• **Data supplied**:
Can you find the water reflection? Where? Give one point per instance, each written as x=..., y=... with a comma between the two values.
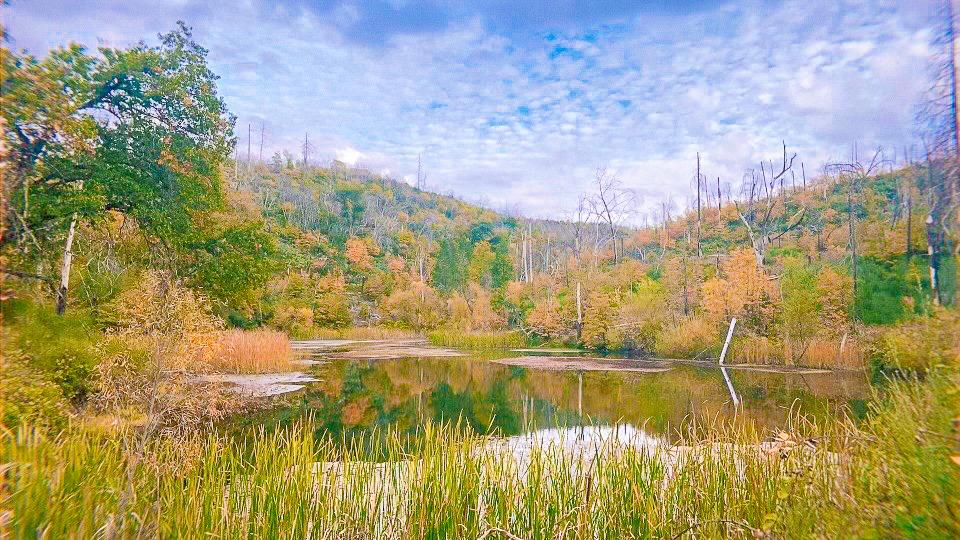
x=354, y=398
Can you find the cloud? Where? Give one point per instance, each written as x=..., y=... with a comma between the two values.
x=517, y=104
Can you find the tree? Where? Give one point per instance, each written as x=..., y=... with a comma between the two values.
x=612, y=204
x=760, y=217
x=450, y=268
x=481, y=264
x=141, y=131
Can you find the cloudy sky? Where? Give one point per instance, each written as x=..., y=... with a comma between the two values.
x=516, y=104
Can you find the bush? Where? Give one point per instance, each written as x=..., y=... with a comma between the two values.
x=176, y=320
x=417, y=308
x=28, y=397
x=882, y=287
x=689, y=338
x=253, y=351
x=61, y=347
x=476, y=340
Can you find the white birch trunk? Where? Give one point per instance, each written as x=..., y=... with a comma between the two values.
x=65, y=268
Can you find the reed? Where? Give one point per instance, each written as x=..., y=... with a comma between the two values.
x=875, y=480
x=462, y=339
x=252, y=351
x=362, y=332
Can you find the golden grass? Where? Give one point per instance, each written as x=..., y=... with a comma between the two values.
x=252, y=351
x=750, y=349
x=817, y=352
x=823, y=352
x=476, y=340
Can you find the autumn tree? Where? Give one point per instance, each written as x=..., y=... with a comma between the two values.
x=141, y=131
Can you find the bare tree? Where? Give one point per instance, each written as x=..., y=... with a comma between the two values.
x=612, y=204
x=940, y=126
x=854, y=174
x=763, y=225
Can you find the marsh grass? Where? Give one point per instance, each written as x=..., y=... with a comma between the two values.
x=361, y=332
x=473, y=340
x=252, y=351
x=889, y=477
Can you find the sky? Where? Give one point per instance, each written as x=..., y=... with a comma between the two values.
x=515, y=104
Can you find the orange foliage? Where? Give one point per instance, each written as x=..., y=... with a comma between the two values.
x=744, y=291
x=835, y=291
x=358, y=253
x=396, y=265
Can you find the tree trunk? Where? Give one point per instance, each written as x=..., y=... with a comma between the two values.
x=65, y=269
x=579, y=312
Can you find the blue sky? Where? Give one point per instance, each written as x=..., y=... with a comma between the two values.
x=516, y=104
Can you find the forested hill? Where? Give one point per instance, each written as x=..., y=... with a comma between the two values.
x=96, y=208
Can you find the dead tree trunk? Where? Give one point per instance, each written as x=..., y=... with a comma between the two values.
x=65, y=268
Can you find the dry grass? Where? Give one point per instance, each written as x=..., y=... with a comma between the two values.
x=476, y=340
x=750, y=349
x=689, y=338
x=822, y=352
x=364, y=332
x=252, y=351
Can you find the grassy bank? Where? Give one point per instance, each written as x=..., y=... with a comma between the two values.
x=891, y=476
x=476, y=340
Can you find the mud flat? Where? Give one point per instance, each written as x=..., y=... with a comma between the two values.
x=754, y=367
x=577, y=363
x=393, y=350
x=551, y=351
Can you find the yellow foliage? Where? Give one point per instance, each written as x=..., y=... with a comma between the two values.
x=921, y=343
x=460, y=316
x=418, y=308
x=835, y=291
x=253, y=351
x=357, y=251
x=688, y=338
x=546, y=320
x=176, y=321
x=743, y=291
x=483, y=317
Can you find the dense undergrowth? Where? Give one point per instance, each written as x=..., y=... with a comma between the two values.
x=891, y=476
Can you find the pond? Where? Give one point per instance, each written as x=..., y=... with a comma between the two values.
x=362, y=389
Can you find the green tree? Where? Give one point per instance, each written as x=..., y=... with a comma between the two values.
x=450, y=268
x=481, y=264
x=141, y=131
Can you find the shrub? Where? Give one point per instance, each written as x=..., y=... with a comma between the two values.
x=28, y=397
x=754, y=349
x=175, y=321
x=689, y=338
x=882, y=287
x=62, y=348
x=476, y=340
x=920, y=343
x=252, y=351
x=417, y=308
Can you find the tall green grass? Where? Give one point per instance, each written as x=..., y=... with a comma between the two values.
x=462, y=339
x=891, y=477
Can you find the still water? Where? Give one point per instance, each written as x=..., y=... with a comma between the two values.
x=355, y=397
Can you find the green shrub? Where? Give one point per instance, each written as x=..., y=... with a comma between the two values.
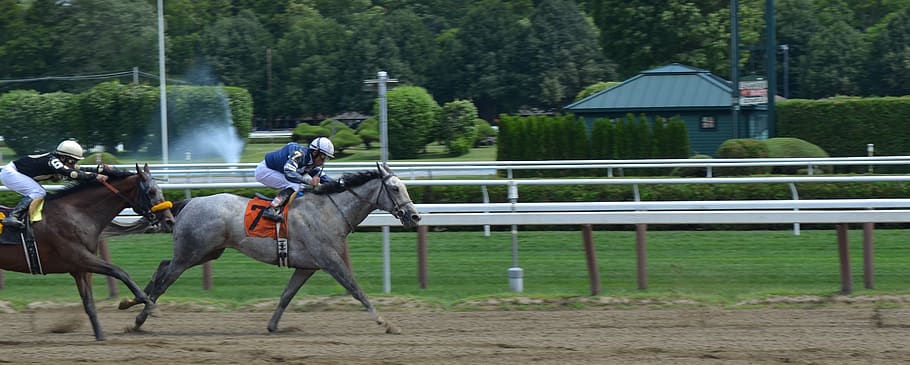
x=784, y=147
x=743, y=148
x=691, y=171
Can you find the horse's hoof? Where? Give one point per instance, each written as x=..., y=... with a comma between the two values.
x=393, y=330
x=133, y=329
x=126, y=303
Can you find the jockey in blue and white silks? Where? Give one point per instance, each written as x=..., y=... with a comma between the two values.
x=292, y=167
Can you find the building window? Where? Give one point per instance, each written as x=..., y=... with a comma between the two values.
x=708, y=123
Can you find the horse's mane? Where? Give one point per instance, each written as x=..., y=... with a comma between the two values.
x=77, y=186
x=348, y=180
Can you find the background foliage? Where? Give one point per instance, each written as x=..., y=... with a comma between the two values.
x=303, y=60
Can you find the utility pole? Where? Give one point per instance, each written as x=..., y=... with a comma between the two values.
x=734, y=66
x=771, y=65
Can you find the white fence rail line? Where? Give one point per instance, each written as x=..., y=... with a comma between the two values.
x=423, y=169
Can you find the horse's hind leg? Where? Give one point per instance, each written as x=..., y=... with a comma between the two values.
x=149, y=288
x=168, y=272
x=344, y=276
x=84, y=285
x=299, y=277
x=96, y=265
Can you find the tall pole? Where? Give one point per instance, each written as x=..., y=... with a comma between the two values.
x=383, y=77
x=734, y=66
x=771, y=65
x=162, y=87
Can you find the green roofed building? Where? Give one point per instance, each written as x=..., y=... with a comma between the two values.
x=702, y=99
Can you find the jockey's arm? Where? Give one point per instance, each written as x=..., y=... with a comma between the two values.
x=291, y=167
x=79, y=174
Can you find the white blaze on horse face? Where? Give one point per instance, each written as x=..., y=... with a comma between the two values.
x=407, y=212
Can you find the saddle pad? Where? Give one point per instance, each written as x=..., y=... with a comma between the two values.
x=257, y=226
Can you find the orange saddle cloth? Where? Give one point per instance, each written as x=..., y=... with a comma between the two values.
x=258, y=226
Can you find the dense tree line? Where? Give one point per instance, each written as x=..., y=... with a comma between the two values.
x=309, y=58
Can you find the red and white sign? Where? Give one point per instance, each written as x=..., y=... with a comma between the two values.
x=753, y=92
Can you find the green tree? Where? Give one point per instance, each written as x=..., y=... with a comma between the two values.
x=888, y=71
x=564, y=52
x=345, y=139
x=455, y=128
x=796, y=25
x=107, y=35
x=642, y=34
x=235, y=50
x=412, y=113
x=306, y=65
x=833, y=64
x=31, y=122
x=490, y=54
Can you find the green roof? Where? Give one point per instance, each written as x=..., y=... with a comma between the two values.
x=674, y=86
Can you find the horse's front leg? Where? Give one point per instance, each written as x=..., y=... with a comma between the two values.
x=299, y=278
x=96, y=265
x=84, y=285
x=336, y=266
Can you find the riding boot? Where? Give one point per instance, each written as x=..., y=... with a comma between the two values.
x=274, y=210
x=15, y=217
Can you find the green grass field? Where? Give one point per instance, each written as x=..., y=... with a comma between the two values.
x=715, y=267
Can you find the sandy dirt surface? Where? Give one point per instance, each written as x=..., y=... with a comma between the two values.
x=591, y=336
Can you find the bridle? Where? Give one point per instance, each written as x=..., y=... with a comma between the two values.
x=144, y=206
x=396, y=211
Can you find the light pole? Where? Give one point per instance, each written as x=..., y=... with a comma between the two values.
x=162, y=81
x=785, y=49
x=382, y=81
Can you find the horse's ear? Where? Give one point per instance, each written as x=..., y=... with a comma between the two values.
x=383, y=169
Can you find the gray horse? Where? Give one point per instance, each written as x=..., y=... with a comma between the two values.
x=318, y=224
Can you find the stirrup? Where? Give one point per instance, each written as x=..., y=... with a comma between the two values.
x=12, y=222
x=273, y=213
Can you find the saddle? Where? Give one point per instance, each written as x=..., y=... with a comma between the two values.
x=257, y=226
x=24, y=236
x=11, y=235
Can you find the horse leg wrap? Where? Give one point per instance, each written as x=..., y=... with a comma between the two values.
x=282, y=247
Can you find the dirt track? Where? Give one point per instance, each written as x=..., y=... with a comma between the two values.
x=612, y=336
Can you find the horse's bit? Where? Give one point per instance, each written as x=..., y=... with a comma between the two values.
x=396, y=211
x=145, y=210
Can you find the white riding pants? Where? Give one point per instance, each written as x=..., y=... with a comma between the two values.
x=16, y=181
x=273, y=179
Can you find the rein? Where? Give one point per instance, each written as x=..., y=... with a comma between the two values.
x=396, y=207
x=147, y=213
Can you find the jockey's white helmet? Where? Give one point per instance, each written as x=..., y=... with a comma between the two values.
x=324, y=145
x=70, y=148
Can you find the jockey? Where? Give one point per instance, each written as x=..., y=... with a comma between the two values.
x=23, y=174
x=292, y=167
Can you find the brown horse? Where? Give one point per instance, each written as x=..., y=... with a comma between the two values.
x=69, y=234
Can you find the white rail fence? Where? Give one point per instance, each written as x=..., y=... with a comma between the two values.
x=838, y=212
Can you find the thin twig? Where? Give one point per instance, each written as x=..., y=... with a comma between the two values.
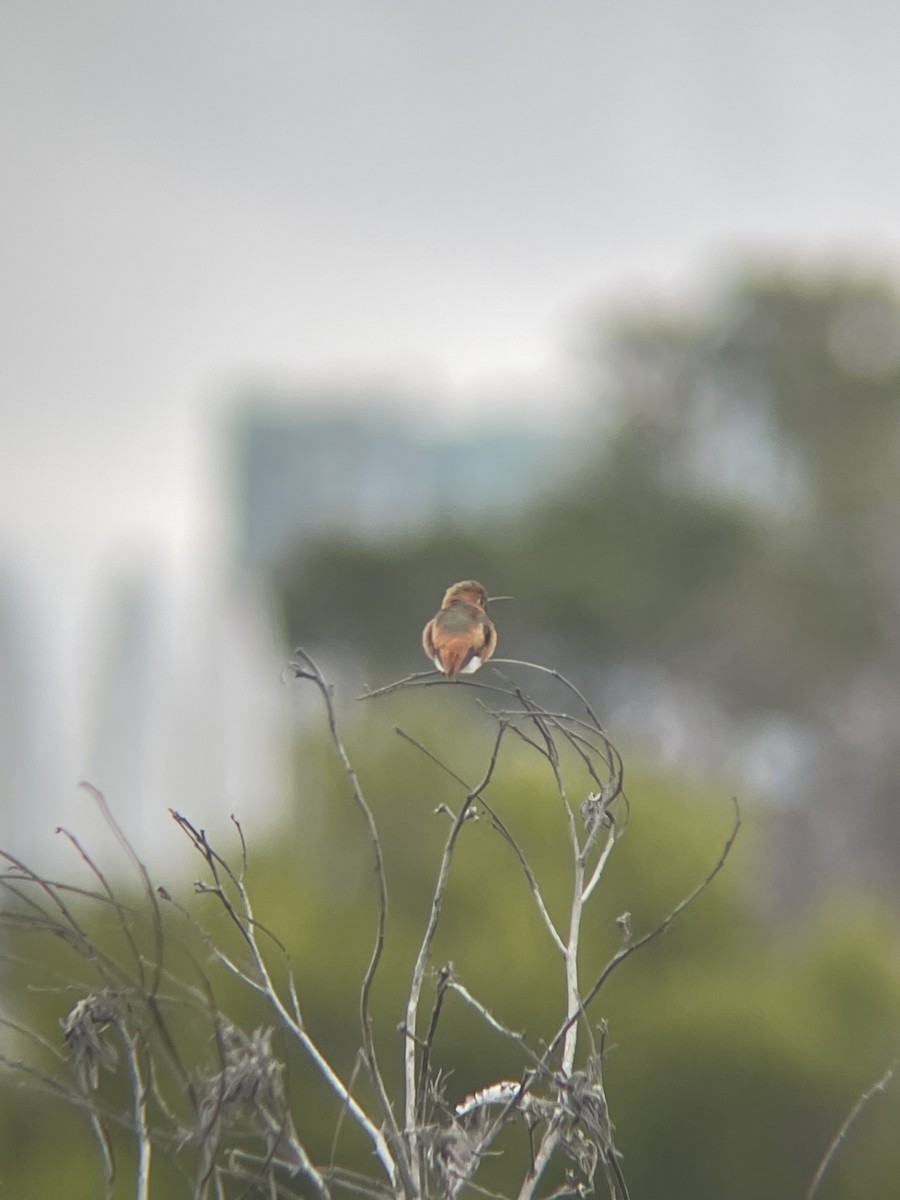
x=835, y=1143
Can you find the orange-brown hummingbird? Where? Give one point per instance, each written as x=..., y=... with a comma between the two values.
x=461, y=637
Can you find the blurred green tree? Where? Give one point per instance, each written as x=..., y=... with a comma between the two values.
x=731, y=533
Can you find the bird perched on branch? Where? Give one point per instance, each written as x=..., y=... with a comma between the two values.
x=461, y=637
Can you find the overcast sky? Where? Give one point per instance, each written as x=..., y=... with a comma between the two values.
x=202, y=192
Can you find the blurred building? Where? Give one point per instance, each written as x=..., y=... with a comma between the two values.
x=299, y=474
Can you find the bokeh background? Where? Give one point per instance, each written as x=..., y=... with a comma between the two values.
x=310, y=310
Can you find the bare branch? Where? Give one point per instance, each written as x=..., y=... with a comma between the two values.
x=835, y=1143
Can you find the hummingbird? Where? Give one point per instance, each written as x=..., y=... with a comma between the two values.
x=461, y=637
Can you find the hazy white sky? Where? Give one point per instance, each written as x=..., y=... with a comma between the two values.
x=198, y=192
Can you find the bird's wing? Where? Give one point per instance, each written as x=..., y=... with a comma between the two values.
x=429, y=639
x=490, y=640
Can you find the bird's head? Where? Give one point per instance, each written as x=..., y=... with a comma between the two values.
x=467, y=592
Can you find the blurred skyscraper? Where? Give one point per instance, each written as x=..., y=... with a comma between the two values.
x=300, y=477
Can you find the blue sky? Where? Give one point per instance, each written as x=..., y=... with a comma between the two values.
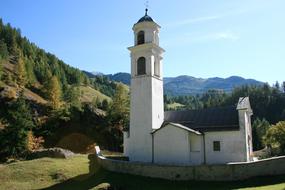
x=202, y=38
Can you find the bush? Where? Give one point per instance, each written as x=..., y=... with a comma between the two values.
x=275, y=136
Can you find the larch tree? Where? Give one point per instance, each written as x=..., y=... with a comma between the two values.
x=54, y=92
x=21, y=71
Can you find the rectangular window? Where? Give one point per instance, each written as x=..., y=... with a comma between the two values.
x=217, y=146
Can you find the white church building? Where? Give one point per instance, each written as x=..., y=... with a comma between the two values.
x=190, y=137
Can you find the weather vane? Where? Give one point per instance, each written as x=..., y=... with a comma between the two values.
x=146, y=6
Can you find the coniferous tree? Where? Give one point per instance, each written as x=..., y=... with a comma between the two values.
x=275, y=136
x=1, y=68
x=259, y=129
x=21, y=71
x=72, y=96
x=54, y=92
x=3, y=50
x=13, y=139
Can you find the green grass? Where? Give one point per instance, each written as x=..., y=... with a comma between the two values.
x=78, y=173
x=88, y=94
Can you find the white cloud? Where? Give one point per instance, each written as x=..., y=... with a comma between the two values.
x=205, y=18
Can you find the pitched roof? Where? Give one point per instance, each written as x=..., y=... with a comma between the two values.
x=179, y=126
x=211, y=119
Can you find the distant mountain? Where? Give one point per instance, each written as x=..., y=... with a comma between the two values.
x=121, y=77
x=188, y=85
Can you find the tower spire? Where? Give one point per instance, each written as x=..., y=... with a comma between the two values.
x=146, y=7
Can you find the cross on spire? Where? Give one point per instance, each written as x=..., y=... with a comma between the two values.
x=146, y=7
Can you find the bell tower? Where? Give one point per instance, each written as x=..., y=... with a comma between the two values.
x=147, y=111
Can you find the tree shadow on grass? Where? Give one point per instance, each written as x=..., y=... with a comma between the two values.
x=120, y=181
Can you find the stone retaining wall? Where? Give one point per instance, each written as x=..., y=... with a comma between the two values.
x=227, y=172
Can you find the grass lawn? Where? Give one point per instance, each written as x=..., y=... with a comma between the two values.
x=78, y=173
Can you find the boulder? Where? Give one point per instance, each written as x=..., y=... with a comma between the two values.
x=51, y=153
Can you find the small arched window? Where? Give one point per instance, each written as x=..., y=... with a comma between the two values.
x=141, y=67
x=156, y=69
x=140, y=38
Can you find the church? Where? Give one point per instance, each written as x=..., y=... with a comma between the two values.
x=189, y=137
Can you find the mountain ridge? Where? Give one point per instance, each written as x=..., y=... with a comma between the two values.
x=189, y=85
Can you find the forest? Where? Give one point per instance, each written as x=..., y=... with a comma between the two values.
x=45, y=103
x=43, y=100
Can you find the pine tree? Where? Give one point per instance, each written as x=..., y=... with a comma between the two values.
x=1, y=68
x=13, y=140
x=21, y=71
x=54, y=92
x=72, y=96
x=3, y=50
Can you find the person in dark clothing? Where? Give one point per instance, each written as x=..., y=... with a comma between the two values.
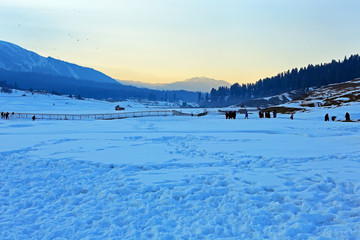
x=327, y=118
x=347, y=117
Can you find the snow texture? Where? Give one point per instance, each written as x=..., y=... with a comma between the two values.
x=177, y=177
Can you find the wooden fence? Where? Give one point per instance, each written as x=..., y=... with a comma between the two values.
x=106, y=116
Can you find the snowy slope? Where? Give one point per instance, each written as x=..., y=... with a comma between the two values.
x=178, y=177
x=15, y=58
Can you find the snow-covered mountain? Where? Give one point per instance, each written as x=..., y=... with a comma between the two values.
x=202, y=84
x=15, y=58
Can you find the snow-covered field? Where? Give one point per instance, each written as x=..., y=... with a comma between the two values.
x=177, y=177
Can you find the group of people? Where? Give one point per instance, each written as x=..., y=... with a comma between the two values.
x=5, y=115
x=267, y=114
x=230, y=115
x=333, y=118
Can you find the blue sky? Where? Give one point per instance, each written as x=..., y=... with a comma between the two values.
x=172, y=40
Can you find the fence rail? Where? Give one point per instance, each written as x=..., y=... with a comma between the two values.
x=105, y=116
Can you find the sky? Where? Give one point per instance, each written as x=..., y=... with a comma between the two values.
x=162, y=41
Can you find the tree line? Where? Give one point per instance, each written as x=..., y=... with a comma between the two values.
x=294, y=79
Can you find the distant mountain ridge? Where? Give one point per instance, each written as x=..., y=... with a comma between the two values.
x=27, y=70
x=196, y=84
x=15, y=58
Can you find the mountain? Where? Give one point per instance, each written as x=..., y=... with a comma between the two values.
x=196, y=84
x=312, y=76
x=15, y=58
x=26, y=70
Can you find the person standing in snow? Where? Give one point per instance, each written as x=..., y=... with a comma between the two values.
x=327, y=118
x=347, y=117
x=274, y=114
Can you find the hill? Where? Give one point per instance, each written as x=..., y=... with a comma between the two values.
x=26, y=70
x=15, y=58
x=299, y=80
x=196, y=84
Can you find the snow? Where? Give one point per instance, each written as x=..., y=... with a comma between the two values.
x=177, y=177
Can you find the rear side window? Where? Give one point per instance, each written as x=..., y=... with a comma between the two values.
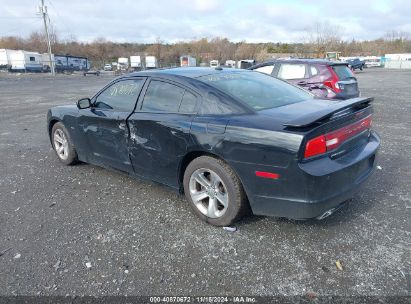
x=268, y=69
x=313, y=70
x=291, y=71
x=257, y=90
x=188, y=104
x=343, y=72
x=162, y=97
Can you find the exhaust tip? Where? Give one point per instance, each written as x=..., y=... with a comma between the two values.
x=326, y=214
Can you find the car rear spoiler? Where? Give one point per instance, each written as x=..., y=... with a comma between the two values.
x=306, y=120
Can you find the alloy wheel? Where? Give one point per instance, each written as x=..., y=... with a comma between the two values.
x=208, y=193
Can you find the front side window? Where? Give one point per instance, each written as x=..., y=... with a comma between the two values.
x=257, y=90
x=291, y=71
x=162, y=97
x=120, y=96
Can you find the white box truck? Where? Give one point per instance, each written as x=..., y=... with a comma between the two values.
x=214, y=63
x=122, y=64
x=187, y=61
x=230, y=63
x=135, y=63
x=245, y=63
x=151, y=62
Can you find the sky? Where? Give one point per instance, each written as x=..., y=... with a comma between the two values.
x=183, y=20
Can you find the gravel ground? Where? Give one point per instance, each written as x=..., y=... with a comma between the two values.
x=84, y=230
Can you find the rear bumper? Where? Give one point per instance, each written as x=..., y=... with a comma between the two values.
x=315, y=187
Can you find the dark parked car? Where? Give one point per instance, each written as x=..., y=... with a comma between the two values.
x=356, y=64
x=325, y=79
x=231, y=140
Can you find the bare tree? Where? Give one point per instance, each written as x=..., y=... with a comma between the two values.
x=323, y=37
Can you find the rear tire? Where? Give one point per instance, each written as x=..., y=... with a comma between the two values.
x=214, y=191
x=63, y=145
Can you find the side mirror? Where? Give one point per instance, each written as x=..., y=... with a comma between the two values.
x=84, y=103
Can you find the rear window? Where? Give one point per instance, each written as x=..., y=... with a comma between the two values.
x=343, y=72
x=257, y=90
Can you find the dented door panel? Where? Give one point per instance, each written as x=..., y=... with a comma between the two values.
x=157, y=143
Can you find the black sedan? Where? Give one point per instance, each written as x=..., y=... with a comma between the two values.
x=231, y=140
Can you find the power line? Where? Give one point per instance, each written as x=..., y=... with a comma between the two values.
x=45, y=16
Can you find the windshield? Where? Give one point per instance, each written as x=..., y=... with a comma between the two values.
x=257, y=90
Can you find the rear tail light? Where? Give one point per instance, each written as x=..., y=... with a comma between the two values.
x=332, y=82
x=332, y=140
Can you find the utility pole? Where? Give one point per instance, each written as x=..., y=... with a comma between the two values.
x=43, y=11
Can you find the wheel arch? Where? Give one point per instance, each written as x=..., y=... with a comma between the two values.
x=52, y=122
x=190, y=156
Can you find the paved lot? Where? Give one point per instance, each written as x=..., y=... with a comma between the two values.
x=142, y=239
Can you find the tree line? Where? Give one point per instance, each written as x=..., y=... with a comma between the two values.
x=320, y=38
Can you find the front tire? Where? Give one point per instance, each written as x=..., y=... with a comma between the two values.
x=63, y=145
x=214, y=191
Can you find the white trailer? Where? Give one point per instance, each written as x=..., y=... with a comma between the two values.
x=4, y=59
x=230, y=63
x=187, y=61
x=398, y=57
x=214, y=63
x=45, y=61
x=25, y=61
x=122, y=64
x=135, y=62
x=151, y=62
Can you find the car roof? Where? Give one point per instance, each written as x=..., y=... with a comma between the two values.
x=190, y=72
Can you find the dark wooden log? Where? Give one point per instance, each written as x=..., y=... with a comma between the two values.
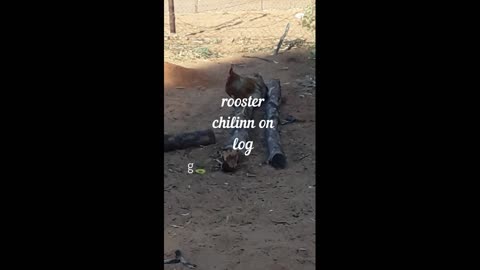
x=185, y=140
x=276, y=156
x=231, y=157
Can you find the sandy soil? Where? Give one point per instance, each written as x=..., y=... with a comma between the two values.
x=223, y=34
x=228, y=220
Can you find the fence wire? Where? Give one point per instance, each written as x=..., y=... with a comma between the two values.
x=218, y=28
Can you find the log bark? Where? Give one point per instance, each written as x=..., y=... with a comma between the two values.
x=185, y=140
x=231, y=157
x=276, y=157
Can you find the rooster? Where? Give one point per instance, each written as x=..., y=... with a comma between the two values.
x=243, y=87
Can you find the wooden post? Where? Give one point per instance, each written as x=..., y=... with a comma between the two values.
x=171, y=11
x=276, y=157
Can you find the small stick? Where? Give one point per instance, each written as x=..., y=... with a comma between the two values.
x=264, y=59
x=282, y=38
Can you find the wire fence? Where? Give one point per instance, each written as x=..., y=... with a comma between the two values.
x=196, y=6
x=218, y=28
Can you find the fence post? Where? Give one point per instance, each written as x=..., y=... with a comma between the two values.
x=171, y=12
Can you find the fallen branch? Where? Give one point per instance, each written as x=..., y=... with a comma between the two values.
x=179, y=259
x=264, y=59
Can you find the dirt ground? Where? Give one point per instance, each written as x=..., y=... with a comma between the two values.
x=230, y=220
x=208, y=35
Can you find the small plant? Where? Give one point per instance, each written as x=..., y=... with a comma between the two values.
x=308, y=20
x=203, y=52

• **Exercise prompt**: Copy the entries again, starting at the line that has "Can you find the bird's head?" and ending with the line that has "x=202, y=38". Swap "blurred skyscraper" for "distant skyscraper", change nothing else, and leave out the pictures.

• **Expected answer**:
Can you find the bird's head? Where? Give one point per instance, each written as x=..., y=... with a comma between the two values.
x=467, y=592
Can you find the distant skyscraper? Where? Give one point per instance, each written as x=..., y=... with a comma between the two values.
x=300, y=477
Can you find the blue sky? Where? Give one point per instance, each written as x=..., y=... with a comma between the two values.
x=202, y=38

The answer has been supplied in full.